Please convert all of the material below into a numbered list, skipping blank lines and leaving the pictures out.

◇ ◇ ◇ ◇

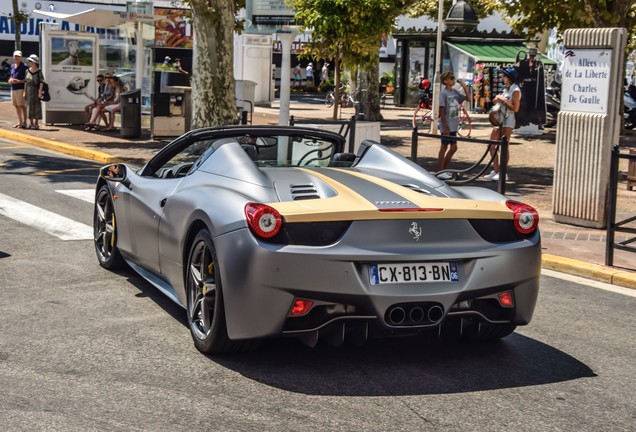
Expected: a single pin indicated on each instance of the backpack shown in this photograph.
(425, 84)
(46, 96)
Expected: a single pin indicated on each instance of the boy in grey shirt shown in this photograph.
(449, 102)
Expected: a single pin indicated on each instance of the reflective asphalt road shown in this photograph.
(85, 349)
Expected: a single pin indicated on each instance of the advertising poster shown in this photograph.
(70, 69)
(173, 29)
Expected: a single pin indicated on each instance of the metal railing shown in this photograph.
(503, 160)
(347, 128)
(614, 226)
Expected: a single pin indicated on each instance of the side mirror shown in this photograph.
(114, 172)
(342, 160)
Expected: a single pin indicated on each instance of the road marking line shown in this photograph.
(87, 195)
(44, 220)
(64, 171)
(589, 282)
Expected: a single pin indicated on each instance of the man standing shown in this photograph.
(309, 74)
(449, 102)
(17, 80)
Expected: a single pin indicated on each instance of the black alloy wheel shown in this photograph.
(105, 231)
(206, 313)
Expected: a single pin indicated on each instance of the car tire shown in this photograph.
(491, 332)
(105, 231)
(205, 307)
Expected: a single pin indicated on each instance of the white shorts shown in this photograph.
(17, 97)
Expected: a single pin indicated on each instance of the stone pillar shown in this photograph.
(588, 124)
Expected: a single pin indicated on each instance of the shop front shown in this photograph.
(480, 64)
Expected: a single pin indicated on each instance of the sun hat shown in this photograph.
(511, 73)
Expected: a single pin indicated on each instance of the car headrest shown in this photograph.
(342, 160)
(251, 151)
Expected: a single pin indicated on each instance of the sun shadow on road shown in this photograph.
(407, 366)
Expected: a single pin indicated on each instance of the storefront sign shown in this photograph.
(268, 15)
(586, 77)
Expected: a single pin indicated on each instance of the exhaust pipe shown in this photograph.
(435, 313)
(397, 315)
(416, 314)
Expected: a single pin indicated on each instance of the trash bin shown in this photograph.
(131, 113)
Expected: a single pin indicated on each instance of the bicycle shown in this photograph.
(423, 121)
(331, 98)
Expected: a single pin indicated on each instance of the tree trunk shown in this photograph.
(17, 24)
(213, 85)
(336, 83)
(371, 107)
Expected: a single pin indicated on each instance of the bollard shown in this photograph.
(503, 165)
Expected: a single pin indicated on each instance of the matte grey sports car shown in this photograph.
(273, 231)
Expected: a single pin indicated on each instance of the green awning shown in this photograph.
(495, 52)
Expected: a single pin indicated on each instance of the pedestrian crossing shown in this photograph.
(46, 221)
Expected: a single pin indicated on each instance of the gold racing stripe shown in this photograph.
(469, 208)
(349, 205)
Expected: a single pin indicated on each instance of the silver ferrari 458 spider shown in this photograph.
(263, 232)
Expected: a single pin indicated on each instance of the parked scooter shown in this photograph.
(5, 70)
(552, 103)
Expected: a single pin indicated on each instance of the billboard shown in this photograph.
(69, 61)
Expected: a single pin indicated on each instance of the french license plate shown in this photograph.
(395, 273)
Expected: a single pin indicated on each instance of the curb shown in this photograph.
(60, 147)
(574, 267)
(596, 272)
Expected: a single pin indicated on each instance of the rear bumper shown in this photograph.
(261, 281)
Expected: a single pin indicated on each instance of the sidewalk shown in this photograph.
(567, 248)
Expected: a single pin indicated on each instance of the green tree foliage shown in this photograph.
(532, 17)
(347, 31)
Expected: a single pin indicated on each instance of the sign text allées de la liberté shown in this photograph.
(585, 80)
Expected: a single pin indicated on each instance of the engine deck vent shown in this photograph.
(304, 191)
(416, 188)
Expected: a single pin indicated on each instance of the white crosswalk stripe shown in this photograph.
(87, 195)
(44, 220)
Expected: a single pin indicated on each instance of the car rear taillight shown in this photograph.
(263, 220)
(301, 307)
(526, 218)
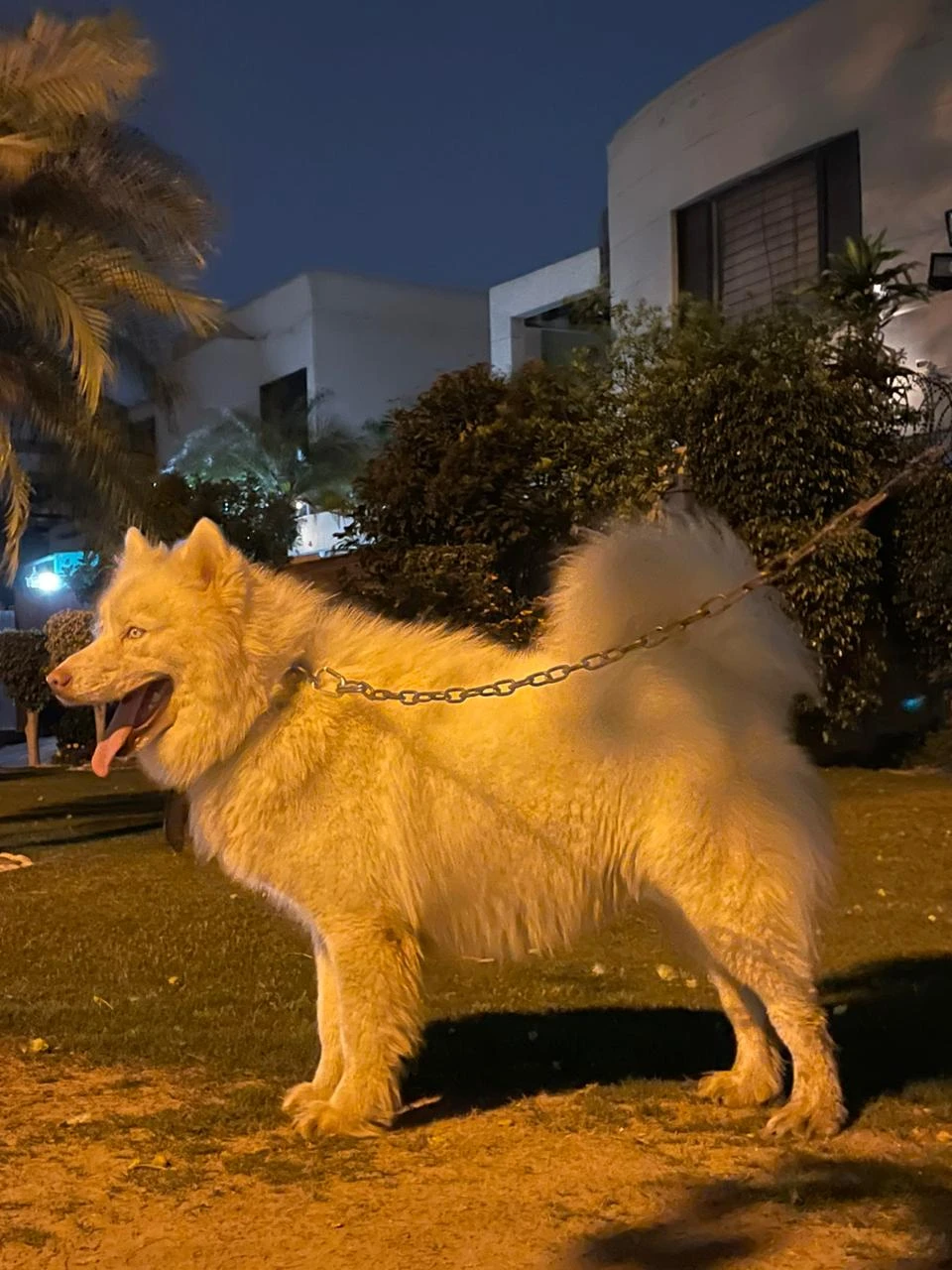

◇ ◇ ◇ ◇

**Solution**
1. Expected: a single pin indicated on each instance of the backpack shown in this photograph.
2. (425, 84)
3. (46, 96)
4. Expected: a single pin indicated on each instance of the boy in grey shirt shown in this photograph.
5. (449, 102)
6. Expected: a single pin indicated on each instance of the reflective asphalt road shown in this photograph.
7. (85, 349)
8. Expected: a single pin indicated on each instance of the advertising poster shown in this photograph.
9. (70, 69)
10. (173, 29)
11. Expected: a single pin indicated on each instance of the metal railing shown in this photograph.
12. (503, 160)
13. (347, 128)
14. (614, 226)
15. Expected: a single pin indicated on each instance of the side mirror shown in this photograph.
16. (114, 172)
17. (342, 160)
18. Expected: a single pin indicated on each instance of the road marking line shown in this photograph.
19. (87, 195)
20. (44, 220)
21. (64, 171)
22. (589, 282)
23. Expected: a single pin indicated on each instance of the man standing shown in this photograph.
24. (309, 74)
25. (449, 102)
26. (17, 80)
27. Expected: a single pin indicated on each instance of the black alloy wheel shown in this photograph.
28. (105, 231)
29. (206, 313)
30. Expected: a single pin indicated on each instance of the car tire shown in this photograph.
31. (491, 332)
32. (105, 231)
33. (205, 307)
34. Expected: a single pin indicated on each instance of the white shorts shown in this photograph.
35. (17, 97)
36. Expected: a single pin indicated on each instance of the stone pillar shown in this photograph.
37. (588, 124)
38. Expected: a single pin indicated on each instance of the shop front shown in this photograph.
39. (480, 64)
40. Expected: a single pin indicated on each instance of the sun hat shown in this photograph.
41. (511, 73)
42. Expected: a single pin indicated on each instance of the car headrest shown in this photograph.
43. (342, 160)
44. (251, 151)
45. Expected: a single pin indicated on each instance of the sun shadow on road shown in this photograph.
46. (407, 366)
47. Expected: a single pin indicated on each instance of the storefront sign shown in this photograph.
48. (268, 15)
49. (586, 77)
50. Expected: a single pin indicated on each instance of the exhaust pipe shown in this photograph.
51. (435, 313)
52. (397, 315)
53. (416, 314)
54. Expected: a single pin indicated on each instance of the trash bin shown in this photograph.
55. (131, 113)
56. Expected: a single pin indicated on each instance of the bicycle shown in this photograph.
57. (423, 121)
58. (331, 98)
59. Expected: a single pin indicated on each instance of the tree trunk shown in this photograph.
60. (17, 24)
61. (213, 85)
62. (336, 83)
63. (371, 107)
64. Expected: a single pin indicated on each instance of the bollard shown in this photograph.
65. (503, 165)
66. Expected: a single pin indicated on each instance of the matte grey sports car shown in this photograph.
67. (273, 231)
68. Expected: a single pin indicated on each instance of the green awning shown in this photograph.
69. (495, 52)
70. Expected: a single pin indicated on each instance of the pedestrian crossing shown in this photograph.
71. (46, 221)
72. Expected: a single pin indicated on each instance of the gold racing stripe shown in this photograph.
73. (469, 208)
74. (349, 205)
75. Expected: a single pin indicated on each instance of the silver ferrari 458 spider shown in this photograph.
76. (263, 232)
77. Expected: a single pin indicated on each instance of the parked scooter shown in this photograph.
78. (5, 70)
79. (552, 103)
80. Expected: a single pin indicated on each instance of the billboard shown in this photograph.
81. (69, 61)
82. Expected: a single pin indicated on each instance of the french license plate shown in this photograph.
83. (395, 273)
84. Expected: a single pin indicated on each instance of the curb shown in this photograph.
85. (60, 147)
86. (574, 267)
87. (596, 272)
88. Expected: a single pin indicated on each instance of the rear bumper shown in this photograph.
89. (261, 281)
90. Expected: a single pin indicated on each instance of the sidewalk shown in this photograph.
91. (567, 248)
92. Expected: a single pin indicated on each instance of the green tree foliage shown in this photograph.
93. (532, 17)
94. (347, 31)
95. Expected: a single pin indicated on each instance of the sign text allées de la liberté shown in this photograph.
96. (585, 80)
97. Expected: a single pin indicated on each instance of the engine deck vent shown in this photograph.
98. (304, 191)
99. (416, 188)
100. Expected: a single pin indicated on each instance of the white crosswalk stripe shown in this photograph.
101. (87, 195)
102. (44, 220)
103. Expected: a single pin indicated on each instance of the car rear taillight shown in this photograph.
104. (263, 220)
105. (301, 307)
106. (526, 218)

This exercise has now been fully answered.